PASSAGE GIVEN:
Management's Discussion and Analysis of Financial Condition and Results of


                                   Operations
•Rocky Mountain Region. NYMEX oil differentials in the Rocky Mountain region
averaged $1.38 per Bbl and $1.80 per Bbl below NYMEX during the first quarters
of 2022 and 2021, respectively, and $0.95 per Bbl below NYMEX during the fourth
quarter of 2021. Differentials in the Rocky Mountain region tend to fluctuate
with regional supply and demand trends and can fluctuate significantly on a
month-to-month basis due to weather, refinery or transportation issues, and
Canadian and U.S. crude oil price index volatility.

CO2 Revenues and Expenses



We sell a portion of the CO2 we own to third-party industrial users at various
contracted prices primarily under long-term contracts. We recognize the revenue
received on these CO2 sales as "CO2 sales and transportation fees" with the
corresponding costs recognized as "CO2 operating and discovery expenses" in our
Unaudited Condensed Consolidated Statements of Operations. CO2 sales and
transportation fees were $13.4 million during the three months ended March 31,
2022, compared to $9.2 million during the three months ended March 31, 2021. The
increase from the prior-year period was primarily due to new contracts and an
increase in CO2 sales volumes.

Oil Marketing Revenues and Purchases



In certain situations, we purchase and subsequently sell oil from third parties.
We recognize the revenue received and the associated expenses incurred on these
sales on a gross basis as "Oil marketing revenues" and "Oil marketing purchases"
in our Unaudited Condensed Consolidated Statements of Operations.

Commodity Derivative Contracts



The following table summarizes the impact our crude oil derivative contracts had
on our operating results for the three months ended March 31, 2022 and 2021:

                                                             Three Months Ended
                                                                 March 31,
In thousands                                                2022            2021
Payment on settlements of commodity derivatives         $  (93,057)     $  (38,453)

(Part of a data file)
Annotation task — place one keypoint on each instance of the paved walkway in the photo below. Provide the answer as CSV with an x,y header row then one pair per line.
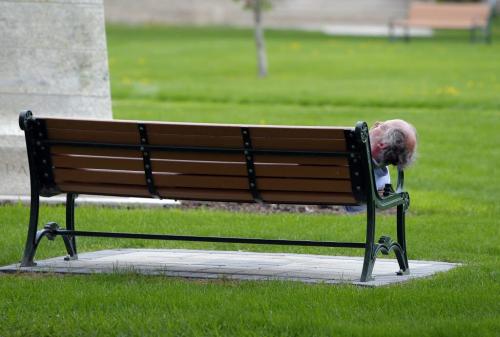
x,y
235,265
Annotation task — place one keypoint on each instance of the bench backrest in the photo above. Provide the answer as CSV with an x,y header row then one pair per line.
x,y
469,14
285,164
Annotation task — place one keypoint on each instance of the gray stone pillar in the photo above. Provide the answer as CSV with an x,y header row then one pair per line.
x,y
53,61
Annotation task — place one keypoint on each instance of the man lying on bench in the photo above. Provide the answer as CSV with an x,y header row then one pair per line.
x,y
392,142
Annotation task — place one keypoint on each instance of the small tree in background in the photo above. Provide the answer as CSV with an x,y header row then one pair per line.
x,y
257,6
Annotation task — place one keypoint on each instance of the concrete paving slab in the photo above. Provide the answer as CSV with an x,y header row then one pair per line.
x,y
236,265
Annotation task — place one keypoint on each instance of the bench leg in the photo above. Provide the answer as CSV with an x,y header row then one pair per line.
x,y
406,33
401,231
370,255
31,240
70,241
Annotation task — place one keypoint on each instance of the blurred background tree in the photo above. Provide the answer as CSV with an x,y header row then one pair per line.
x,y
257,6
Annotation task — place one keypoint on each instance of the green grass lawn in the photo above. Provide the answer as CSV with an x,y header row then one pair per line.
x,y
448,88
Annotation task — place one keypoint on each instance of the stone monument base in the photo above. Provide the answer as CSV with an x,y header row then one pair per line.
x,y
14,169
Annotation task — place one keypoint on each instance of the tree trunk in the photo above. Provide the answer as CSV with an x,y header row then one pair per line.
x,y
259,38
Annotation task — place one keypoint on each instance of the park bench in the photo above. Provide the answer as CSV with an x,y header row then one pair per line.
x,y
209,162
471,16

CHALLENGE 1: Write the rows of the data file as a JSON list of strings, one string for each line, starting with the row that has "of the blurred" and going on through the last row. Leave out blank lines.
CHALLENGE 2: Continue the financial report passage on oil differentials, CO2 sales, and derivative contracts from where it stops.

TASK RESPONSE 1:
[
  "Annotation task — place one keypoint on each instance of the blurred background tree in the photo above. Provide the answer as CSV with an x,y header row then one pair per line.",
  "x,y",
  "257,6",
  "Annotation task — place one keypoint on each instance of the green grass lawn in the photo above. Provide the answer as CSV with an x,y header row then one pair per line.",
  "x,y",
  "448,88",
  "Annotation task — place one keypoint on each instance of the stone monument base in the photo above. Provide the answer as CSV with an x,y header row then one pair per line.",
  "x,y",
  "14,169",
  "Annotation task — place one keypoint on each instance of the tree trunk in the photo above. Provide the answer as CSV with an x,y header row then one pair per line.",
  "x,y",
  "259,38",
  "Annotation task — place one keypoint on each instance of the park bench in the photo above. Provide the answer as CSV with an x,y header row then one pair per line.",
  "x,y",
  "209,162",
  "471,16"
]

TASK RESPONSE 2:
Noncash fair value losses on commodity derivatives         (99,662)        (77,290)
Total expense                                           $ (192,719)     $ (115,743)



Changes in our commodity derivatives expense were primarily related to the
expiration of commodity derivative contracts, new commodity derivative contracts
entered into for future periods, and to the changes in oil futures prices
between the first quarter of 2021 and 2022. The benefit of the significant
increase in our oil sales during 2022 over 2021 sales levels due to rising oil
prices has been offset by payments on settlements of commodity derivative
contracts, principally due to the strike prices of our fixed-price swaps. During
the first quarter of 2022, we paid $93.1 million upon expiration of commodity
derivative contracts, reflecting the very large fluctuations in oil prices
preceding and after the invasion by Russia of Ukraine heightening supply
uncertainty and oil market volatility.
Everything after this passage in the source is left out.